Saved data entries:
↓↓↓
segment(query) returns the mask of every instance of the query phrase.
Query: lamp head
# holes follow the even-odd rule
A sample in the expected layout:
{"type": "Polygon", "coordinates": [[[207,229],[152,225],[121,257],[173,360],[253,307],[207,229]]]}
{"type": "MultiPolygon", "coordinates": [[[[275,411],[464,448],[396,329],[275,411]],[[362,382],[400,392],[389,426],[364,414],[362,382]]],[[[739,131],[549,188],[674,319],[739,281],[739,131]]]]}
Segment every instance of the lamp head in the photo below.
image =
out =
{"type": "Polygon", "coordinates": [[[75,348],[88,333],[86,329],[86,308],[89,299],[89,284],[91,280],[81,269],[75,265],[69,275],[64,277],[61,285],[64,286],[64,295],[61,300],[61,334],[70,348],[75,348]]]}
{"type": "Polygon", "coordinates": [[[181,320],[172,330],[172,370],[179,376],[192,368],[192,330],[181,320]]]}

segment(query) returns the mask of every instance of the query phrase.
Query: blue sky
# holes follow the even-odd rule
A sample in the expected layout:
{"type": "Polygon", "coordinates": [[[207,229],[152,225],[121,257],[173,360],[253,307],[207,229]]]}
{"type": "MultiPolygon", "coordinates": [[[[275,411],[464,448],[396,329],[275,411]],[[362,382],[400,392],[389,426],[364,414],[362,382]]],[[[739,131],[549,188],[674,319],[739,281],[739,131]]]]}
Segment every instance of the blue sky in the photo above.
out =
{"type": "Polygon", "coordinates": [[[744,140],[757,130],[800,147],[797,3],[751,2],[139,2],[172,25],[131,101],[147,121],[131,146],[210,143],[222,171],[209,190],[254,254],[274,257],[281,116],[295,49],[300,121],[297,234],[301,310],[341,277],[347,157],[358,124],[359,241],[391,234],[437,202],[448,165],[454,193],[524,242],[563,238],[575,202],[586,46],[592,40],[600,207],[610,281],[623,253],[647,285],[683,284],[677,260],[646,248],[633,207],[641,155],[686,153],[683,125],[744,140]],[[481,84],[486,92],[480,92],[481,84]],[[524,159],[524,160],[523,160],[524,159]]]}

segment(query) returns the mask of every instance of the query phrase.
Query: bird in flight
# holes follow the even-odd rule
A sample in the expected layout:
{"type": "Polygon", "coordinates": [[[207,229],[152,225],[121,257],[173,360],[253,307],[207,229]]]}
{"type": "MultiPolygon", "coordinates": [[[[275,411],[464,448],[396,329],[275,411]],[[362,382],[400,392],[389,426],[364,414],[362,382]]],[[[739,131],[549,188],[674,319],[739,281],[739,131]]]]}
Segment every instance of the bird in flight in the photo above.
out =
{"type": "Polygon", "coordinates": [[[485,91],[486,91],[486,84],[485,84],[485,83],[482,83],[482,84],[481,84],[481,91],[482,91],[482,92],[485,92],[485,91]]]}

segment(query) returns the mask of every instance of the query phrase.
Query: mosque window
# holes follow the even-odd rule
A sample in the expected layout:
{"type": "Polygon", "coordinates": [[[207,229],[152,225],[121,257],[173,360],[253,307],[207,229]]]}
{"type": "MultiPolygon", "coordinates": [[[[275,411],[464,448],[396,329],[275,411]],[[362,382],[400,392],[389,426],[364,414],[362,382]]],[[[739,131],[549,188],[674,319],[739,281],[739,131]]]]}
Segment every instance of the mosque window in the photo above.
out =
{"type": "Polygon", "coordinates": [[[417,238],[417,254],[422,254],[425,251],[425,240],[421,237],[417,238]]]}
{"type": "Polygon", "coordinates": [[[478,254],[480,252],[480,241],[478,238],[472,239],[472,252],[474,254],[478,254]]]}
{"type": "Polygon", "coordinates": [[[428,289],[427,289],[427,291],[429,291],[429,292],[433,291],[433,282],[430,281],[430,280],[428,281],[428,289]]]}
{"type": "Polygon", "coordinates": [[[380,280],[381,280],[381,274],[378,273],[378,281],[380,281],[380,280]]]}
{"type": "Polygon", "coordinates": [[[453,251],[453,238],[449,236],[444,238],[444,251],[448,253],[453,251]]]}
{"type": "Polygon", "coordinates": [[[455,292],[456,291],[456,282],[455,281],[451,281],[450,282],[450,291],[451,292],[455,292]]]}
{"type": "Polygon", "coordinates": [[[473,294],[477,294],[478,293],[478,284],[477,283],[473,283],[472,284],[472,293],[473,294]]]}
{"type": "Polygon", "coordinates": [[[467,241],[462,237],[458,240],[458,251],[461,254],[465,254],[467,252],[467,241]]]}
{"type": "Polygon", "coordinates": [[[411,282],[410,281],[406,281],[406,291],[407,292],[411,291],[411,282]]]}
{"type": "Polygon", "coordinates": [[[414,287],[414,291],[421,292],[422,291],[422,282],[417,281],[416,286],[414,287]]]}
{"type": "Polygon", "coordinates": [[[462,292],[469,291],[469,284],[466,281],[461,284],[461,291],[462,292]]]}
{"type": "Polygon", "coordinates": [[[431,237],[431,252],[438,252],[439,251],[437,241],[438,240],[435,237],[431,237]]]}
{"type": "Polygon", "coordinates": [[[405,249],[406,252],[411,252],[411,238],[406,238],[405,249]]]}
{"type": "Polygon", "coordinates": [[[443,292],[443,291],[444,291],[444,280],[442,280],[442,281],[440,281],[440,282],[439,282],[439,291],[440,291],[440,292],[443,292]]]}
↑↑↑
* ABOUT THIS EXERCISE
Keeping each word as it stands, transcribe every entry.

* REPLY TO THE TASK
segment(query) returns the mask of every instance of the query phrase.
Query: lamp head
# holes follow the even-odd rule
A sample in the expected layout:
{"type": "Polygon", "coordinates": [[[207,229],[152,225],[121,257],[173,360],[253,307],[207,229]]]}
{"type": "MultiPolygon", "coordinates": [[[[275,411],[464,448],[396,329],[275,411]],[[362,382],[400,392],[389,426],[364,414],[362,382]]],[[[739,131],[549,188],[674,319],[739,281],[739,131]]]]}
Segment every instance of the lamp head in the photo below.
image =
out =
{"type": "Polygon", "coordinates": [[[75,348],[88,333],[86,329],[86,308],[89,299],[89,284],[91,280],[81,269],[75,265],[69,275],[64,277],[61,285],[64,286],[64,295],[61,300],[61,334],[70,348],[75,348]]]}
{"type": "Polygon", "coordinates": [[[181,320],[172,330],[172,370],[179,376],[192,368],[192,330],[181,320]]]}

segment(query) returns the mask of every instance of the query phrase.
Query: blue sky
# holes follow the even-odd rule
A sample in the expected layout:
{"type": "Polygon", "coordinates": [[[207,229],[152,225],[121,257],[173,360],[253,307],[207,229]]]}
{"type": "MultiPolygon", "coordinates": [[[[275,411],[464,448],[396,329],[275,411]],[[362,382],[400,392],[389,426],[364,414],[362,382]]],[[[739,131],[549,188],[674,319],[739,281],[739,131]]]]}
Segment every instance of the blue sky in the photo above.
out =
{"type": "Polygon", "coordinates": [[[744,140],[757,130],[800,147],[797,3],[751,2],[139,2],[172,25],[131,101],[147,121],[131,146],[210,143],[222,171],[209,190],[254,254],[274,257],[281,116],[295,49],[300,121],[297,234],[301,310],[341,277],[347,157],[358,124],[359,241],[391,234],[437,202],[448,165],[454,193],[524,242],[563,238],[575,202],[586,46],[592,40],[600,207],[610,281],[623,253],[647,285],[683,284],[677,260],[646,248],[633,207],[641,155],[686,153],[683,125],[744,140]],[[481,84],[486,92],[480,92],[481,84]],[[524,159],[524,160],[523,160],[524,159]]]}

segment(query) returns the mask of every instance of the query phrase.
Query: bird in flight
# holes follow the even-odd rule
A sample in the expected layout:
{"type": "Polygon", "coordinates": [[[207,229],[152,225],[121,257],[173,360],[253,307],[207,229]]]}
{"type": "MultiPolygon", "coordinates": [[[[275,411],[464,448],[396,329],[275,411]],[[362,382],[400,392],[389,426],[364,414],[362,382]]],[[[739,131],[549,188],[674,319],[739,281],[739,131]]]]}
Segment every instance of the bird in flight in the photo above.
out =
{"type": "Polygon", "coordinates": [[[485,91],[486,91],[486,84],[485,84],[485,83],[482,83],[482,84],[481,84],[481,91],[482,91],[482,92],[485,92],[485,91]]]}

segment(query) returns the mask of every instance of the query phrase.
Query: mosque window
# holes follow the even-odd rule
A sample in the expected layout:
{"type": "Polygon", "coordinates": [[[207,229],[152,225],[121,257],[173,360],[253,307],[207,229]]]}
{"type": "MultiPolygon", "coordinates": [[[[275,411],[464,448],[396,329],[275,411]],[[362,382],[400,392],[389,426],[364,414],[362,382]]],[[[739,131],[549,188],[674,319],[739,281],[739,131]]]]}
Segment every instance of the mosque window in the photo above.
out =
{"type": "Polygon", "coordinates": [[[417,238],[417,254],[422,254],[425,251],[425,240],[421,237],[417,238]]]}
{"type": "Polygon", "coordinates": [[[478,254],[480,252],[480,241],[478,238],[472,239],[472,252],[474,254],[478,254]]]}
{"type": "Polygon", "coordinates": [[[428,289],[427,289],[427,291],[429,291],[429,292],[433,291],[433,282],[430,281],[430,280],[428,281],[428,289]]]}
{"type": "Polygon", "coordinates": [[[380,280],[381,280],[381,274],[378,273],[378,281],[380,281],[380,280]]]}
{"type": "Polygon", "coordinates": [[[453,251],[453,238],[449,236],[444,238],[444,251],[448,253],[453,251]]]}
{"type": "Polygon", "coordinates": [[[455,292],[456,291],[456,282],[455,281],[451,281],[450,282],[450,291],[451,292],[455,292]]]}
{"type": "Polygon", "coordinates": [[[473,294],[477,294],[478,293],[478,284],[477,283],[473,283],[472,284],[472,293],[473,294]]]}
{"type": "Polygon", "coordinates": [[[467,241],[462,237],[458,240],[458,251],[461,254],[465,254],[467,252],[467,241]]]}
{"type": "Polygon", "coordinates": [[[411,282],[410,281],[406,281],[406,291],[407,292],[411,291],[411,282]]]}
{"type": "Polygon", "coordinates": [[[414,287],[414,291],[421,292],[422,291],[422,282],[417,281],[416,286],[414,287]]]}
{"type": "Polygon", "coordinates": [[[462,292],[469,291],[469,284],[466,281],[461,284],[461,291],[462,292]]]}
{"type": "Polygon", "coordinates": [[[431,237],[431,252],[438,252],[439,251],[437,241],[438,240],[435,237],[431,237]]]}
{"type": "Polygon", "coordinates": [[[405,249],[406,252],[411,252],[411,238],[406,238],[405,249]]]}
{"type": "Polygon", "coordinates": [[[443,292],[443,291],[444,291],[444,280],[442,280],[442,281],[440,281],[440,282],[439,282],[439,291],[440,291],[440,292],[443,292]]]}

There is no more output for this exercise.